▶ Task description
In the article on ashwagandha, what cycle of intake is recommended?

==== Text excerpt

Ashwagandha. Is it really nature’s Xanax?

Ashwagandha. Is it really nature’s Xanax?

Fall has hit and chaos has ensued. As much as I love the change of season and getting back into a normal routine my anxiety has ramped right back up as kids are back to school and things at SWW™ are off to a running start. Although rest is the best form of medicine when coping with stress, I find it is helpful to have other tools in my toolbelt to help me function at full capacity. Ashwagandha is one of them. 

What is Ashwagandha?

Ashwagandha is an Aryuvedic herb from India, the Middle East and parts of Africa. It is an evergreen shrub, part of the nightshade family, and the root of the plant is used for medicine. It has MANY beneficial roles in the body but is best known as an “adaptogen” meaning it helps the body cope with stress. A miracle herb in my book! If you have anxious thoughts and you can’t sleep at night then this is your herb. I find it helps me feel grounded and calm in situations where I normally feel very anxious. 

Ashwagandha does this through a few different methods: 

  • It prevents excess secretion of the stress hormone, cortisol, so you feel less “tired and wired”. 
  • It elevates the calming chemical, GABA, so you feel more calm rather than anxious. 

As a consequence it:

  • Improves sleep
  • Supports a healthy mood
  • Decreases stress-related symptoms
  • Enhances libido (really the best bonus!) 

How do you use it? 

There are several ways you can integrate ashwagandha into your daily routine. You can consume ashwagandha as a loose herb and make a strong tea. You can take it as a tincture and have 2-3 dropper fulls throughout the day or you can add 1 tsp of ashwagandha powder to coffee and drinks. You can take it at any time of day.

You will find the most benefit after consuming it consistently! Taking it as a one off really won’t provide you with much support.  

It is a potent herb so you want to cycle your intake. We recommend six weeks of regular intake, followed by two weeks off.  Repeat. 

Who should avoid it? 

  • If you are dealing with chronic fatigue and struggle to get out of bed in the morning. It may make you feel more tired. 
  • If pregnant or breastfeeding.
  • If you have an allergy to nightshades.
  • If you are on antidepressants or anti-anxiety medication. Please speak with your medical provider first.  

I discovered this herb a long time ago when dealing with some personal traumatic stressors. Not to be cheesy but this herb felt like a warm hug from a close friend after the very worst day. It got me through that stressful season and made sure I still showed up for my life on a daily basis. Stress is no joke. I hope you discover the same support!

========
==== Recorded data

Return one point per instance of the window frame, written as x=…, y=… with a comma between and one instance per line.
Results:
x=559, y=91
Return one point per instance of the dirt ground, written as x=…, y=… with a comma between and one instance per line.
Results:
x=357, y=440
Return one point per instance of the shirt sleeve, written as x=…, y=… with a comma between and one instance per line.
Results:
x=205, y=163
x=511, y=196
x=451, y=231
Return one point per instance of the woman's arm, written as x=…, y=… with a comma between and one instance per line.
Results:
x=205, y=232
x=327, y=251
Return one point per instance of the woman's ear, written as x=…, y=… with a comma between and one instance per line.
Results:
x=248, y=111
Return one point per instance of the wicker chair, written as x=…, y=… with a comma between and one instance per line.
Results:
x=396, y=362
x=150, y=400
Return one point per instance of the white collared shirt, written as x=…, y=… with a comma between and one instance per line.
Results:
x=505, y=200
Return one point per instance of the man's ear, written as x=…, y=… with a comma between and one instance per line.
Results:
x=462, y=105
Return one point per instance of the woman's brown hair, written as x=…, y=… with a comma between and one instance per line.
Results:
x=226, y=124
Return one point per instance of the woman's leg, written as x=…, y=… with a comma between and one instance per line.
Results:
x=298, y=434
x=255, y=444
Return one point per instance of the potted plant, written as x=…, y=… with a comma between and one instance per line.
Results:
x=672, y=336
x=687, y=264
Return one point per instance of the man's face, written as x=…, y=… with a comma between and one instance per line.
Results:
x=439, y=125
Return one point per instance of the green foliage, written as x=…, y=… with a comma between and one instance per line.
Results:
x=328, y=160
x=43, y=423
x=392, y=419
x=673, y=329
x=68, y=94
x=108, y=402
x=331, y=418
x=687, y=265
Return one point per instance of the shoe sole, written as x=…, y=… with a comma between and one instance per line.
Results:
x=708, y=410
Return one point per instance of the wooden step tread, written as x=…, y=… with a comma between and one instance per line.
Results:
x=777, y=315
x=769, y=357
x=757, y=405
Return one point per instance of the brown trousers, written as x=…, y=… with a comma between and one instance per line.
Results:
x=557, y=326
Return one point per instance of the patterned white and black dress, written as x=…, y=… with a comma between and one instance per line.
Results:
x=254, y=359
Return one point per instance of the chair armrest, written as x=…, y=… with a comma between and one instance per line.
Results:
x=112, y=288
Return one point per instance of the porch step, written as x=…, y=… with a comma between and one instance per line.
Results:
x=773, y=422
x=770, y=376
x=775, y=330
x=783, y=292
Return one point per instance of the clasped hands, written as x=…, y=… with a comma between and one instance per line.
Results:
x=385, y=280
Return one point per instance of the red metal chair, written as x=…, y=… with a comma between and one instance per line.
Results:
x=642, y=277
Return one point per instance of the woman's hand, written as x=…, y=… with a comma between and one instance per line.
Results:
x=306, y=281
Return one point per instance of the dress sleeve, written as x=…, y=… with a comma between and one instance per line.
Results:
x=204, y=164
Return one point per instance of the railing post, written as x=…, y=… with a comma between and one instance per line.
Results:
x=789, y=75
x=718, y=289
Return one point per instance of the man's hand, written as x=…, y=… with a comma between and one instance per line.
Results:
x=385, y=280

========
==== Recorded data

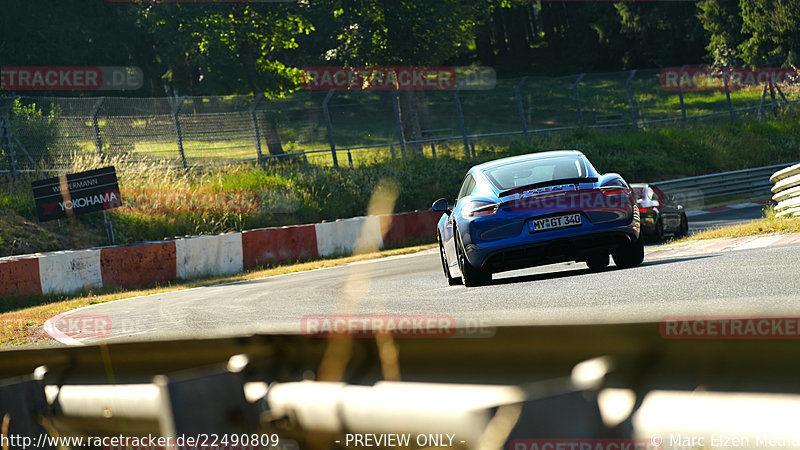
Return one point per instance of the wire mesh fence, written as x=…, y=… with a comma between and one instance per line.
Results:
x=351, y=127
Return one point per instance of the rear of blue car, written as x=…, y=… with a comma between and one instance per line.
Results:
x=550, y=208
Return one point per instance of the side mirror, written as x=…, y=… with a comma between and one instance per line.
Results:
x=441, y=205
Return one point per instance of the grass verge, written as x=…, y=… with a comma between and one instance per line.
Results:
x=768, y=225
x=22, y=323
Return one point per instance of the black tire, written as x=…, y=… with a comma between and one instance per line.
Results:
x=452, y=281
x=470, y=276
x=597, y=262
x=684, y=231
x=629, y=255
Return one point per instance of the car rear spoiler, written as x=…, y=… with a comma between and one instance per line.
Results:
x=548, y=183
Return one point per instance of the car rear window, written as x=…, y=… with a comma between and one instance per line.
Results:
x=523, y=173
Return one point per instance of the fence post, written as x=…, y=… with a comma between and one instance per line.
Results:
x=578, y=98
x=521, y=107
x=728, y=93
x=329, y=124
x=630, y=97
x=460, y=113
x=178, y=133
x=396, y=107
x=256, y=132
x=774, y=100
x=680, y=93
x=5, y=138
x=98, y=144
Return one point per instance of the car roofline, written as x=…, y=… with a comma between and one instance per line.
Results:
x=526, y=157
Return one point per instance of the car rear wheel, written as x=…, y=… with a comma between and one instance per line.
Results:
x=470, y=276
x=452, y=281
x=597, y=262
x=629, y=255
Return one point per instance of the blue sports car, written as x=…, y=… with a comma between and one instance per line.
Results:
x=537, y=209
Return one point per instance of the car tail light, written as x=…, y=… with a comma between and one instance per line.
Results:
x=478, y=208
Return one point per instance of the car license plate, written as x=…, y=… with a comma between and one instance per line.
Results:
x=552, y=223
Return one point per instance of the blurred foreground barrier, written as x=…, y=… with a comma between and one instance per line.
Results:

========

▶ Your response
Six weeks of regular intake followed by two weeks off, then repeating the cycle.